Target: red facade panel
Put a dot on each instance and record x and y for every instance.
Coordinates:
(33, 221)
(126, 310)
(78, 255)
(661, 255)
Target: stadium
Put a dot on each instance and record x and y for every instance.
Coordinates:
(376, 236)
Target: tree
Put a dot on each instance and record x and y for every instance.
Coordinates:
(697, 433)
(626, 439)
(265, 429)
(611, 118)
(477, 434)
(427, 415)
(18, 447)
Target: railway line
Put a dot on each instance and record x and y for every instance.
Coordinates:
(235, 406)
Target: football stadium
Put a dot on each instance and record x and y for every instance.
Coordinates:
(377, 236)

---

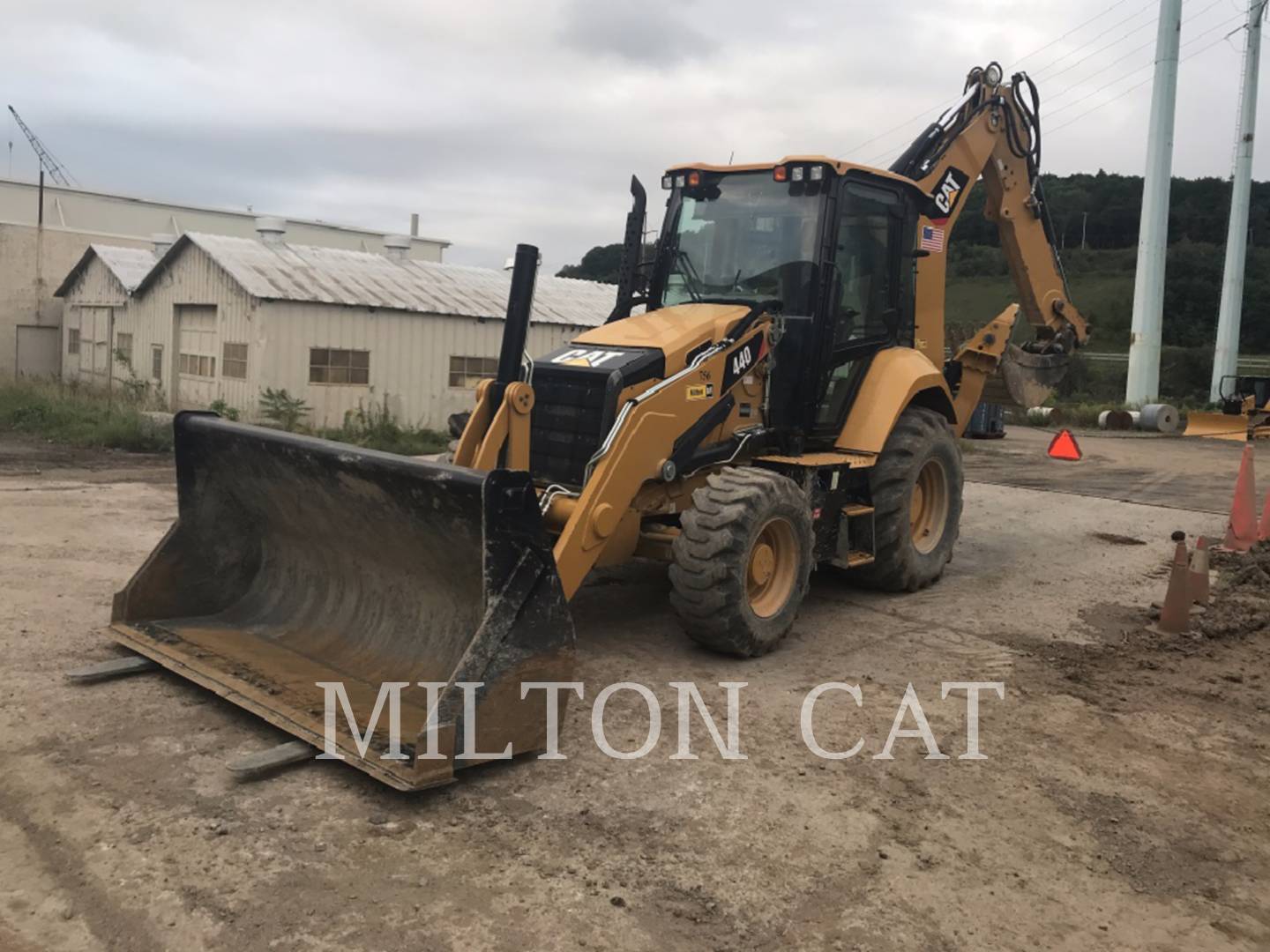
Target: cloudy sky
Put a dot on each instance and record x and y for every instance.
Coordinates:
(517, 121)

Required task
Return every line of the records that contains the word "Target", treating uppercase and lowercase letters as different.

Answer below
Target: red facade panel
Target: stadium
Target: tree
Target: railway line
Target: football stadium
Target: cloudy sky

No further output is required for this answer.